> Entries drawn from a collection:
::::
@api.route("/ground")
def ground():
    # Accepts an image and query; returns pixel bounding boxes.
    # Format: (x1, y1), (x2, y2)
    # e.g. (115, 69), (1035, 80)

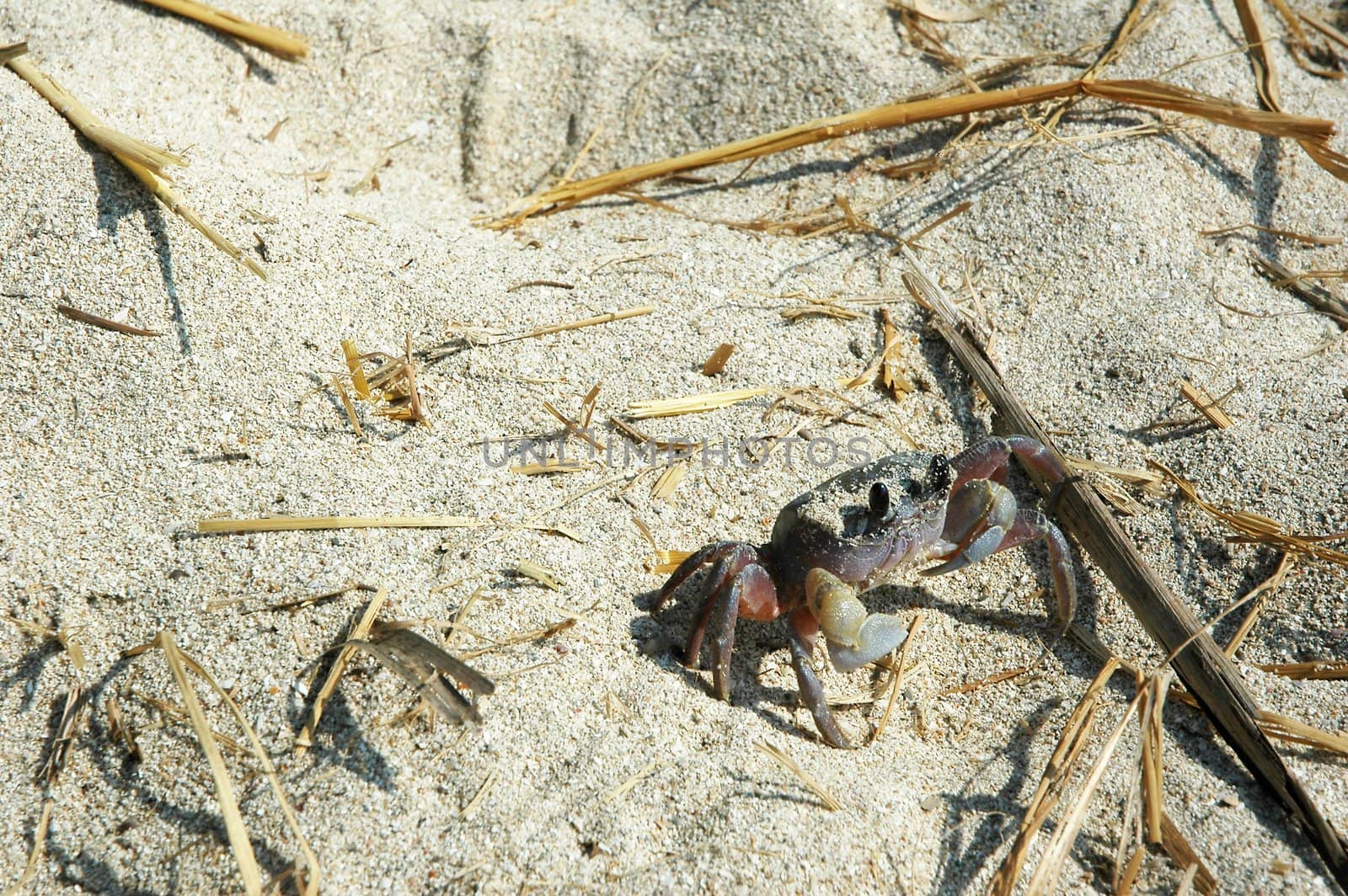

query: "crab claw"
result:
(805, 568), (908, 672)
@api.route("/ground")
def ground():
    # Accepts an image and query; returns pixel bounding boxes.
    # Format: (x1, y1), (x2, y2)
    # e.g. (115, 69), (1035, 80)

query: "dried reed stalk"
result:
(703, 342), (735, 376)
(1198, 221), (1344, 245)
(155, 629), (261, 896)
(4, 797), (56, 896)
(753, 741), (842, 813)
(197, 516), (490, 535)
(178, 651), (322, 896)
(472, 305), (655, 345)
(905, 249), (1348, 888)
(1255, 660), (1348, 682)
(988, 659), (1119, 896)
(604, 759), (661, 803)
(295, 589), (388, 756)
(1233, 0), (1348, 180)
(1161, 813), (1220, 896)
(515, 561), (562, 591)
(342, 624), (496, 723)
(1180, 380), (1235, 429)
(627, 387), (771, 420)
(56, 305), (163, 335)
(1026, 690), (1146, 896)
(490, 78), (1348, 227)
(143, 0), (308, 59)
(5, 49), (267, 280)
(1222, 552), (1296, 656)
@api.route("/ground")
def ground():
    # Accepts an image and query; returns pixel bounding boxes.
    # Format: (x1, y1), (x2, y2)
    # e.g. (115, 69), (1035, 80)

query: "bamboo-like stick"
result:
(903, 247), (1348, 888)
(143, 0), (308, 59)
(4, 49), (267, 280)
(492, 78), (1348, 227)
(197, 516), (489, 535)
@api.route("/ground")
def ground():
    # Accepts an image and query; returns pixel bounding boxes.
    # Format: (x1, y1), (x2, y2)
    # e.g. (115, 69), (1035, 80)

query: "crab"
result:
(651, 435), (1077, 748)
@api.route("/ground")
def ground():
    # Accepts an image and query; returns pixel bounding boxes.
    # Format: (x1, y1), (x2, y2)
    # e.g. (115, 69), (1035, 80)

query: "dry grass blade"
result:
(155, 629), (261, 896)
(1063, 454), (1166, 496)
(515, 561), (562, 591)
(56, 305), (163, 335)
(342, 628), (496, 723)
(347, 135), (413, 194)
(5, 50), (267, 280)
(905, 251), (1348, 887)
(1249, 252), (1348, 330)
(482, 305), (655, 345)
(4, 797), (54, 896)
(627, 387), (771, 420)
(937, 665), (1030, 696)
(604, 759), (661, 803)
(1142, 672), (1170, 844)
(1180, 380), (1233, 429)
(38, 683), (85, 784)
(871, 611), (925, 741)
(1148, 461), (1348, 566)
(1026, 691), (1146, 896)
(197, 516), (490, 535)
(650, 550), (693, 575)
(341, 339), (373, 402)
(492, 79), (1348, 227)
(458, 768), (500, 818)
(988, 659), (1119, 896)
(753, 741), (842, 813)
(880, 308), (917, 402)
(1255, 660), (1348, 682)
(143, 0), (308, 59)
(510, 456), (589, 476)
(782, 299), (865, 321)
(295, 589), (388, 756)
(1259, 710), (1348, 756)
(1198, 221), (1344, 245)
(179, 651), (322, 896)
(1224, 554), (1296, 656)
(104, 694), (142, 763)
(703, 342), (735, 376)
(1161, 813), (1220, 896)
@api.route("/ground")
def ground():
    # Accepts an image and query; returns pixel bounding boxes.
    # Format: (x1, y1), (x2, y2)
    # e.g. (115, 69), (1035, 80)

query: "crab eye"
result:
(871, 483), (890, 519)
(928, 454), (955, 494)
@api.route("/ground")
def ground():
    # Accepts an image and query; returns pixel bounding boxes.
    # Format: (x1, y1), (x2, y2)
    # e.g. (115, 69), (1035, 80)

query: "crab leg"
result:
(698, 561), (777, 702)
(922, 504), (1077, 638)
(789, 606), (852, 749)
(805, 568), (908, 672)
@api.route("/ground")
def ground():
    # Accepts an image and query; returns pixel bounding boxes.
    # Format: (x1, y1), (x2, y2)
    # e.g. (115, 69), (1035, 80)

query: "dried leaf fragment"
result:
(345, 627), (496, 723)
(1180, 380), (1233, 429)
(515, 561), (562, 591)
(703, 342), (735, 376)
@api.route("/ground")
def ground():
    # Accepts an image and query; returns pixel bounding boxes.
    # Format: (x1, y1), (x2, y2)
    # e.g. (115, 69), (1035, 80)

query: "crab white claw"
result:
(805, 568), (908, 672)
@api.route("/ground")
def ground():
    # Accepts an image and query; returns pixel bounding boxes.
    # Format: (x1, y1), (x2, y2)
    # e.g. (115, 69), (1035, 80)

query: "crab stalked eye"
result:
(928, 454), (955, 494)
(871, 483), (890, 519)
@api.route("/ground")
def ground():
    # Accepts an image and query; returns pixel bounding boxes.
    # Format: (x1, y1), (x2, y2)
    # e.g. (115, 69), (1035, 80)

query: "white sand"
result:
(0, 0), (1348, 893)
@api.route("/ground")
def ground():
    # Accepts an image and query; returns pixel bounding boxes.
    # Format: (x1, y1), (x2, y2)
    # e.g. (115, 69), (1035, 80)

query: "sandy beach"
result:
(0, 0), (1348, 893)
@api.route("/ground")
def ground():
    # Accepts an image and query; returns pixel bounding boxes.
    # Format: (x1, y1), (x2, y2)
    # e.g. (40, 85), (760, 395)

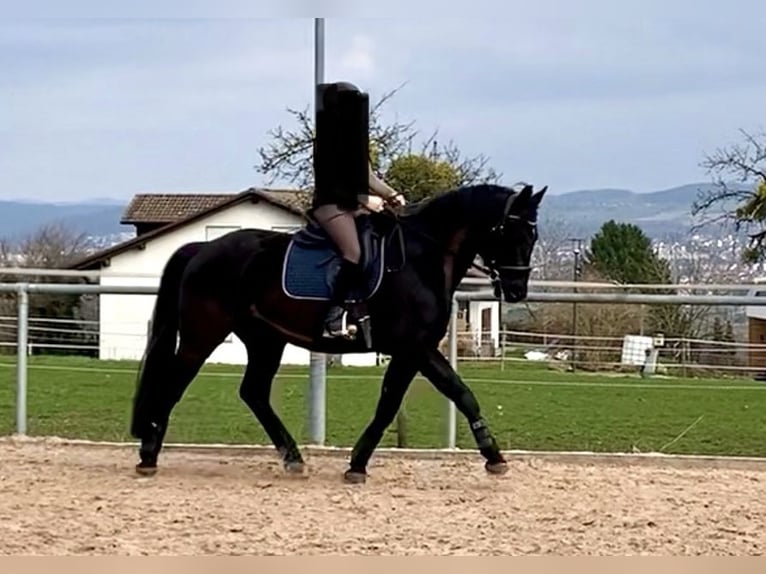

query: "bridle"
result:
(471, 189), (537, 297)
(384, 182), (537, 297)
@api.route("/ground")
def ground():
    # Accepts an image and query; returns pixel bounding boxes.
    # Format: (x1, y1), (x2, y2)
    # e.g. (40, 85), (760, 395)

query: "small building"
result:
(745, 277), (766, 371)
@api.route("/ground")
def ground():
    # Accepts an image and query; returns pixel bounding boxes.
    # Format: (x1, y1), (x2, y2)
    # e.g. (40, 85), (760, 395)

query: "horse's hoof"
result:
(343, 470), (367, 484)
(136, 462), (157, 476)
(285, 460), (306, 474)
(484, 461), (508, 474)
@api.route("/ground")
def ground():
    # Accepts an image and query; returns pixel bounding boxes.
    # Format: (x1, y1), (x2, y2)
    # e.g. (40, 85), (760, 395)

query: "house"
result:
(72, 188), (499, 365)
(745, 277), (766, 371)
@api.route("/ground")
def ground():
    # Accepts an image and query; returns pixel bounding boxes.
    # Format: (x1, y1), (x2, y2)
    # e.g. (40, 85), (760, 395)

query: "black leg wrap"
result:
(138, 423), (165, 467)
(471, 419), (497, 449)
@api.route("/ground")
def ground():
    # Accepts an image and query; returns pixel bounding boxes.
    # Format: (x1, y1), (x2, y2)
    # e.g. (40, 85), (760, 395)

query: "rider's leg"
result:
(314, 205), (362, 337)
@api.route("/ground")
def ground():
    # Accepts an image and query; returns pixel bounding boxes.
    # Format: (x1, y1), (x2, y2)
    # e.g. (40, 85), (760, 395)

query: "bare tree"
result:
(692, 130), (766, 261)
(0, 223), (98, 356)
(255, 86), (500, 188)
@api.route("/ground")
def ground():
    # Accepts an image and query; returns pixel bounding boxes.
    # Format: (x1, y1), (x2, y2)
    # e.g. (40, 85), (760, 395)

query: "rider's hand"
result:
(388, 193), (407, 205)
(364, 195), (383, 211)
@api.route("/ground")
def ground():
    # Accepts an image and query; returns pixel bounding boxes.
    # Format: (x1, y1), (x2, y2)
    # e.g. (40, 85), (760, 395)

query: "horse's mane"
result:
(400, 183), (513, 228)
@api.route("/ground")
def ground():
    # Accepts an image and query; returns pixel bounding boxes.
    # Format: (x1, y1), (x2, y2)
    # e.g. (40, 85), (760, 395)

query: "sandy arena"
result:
::::
> Exercise prompt: Locate every line above that contains the string "crab", treating uppercase and lowercase as different, and copy each of those lines.

> Reply:
query: "crab claw"
query: "crab"
query: "crab eye"
query: "crab leg"
query: "crab white claw"
query: "crab stalked eye"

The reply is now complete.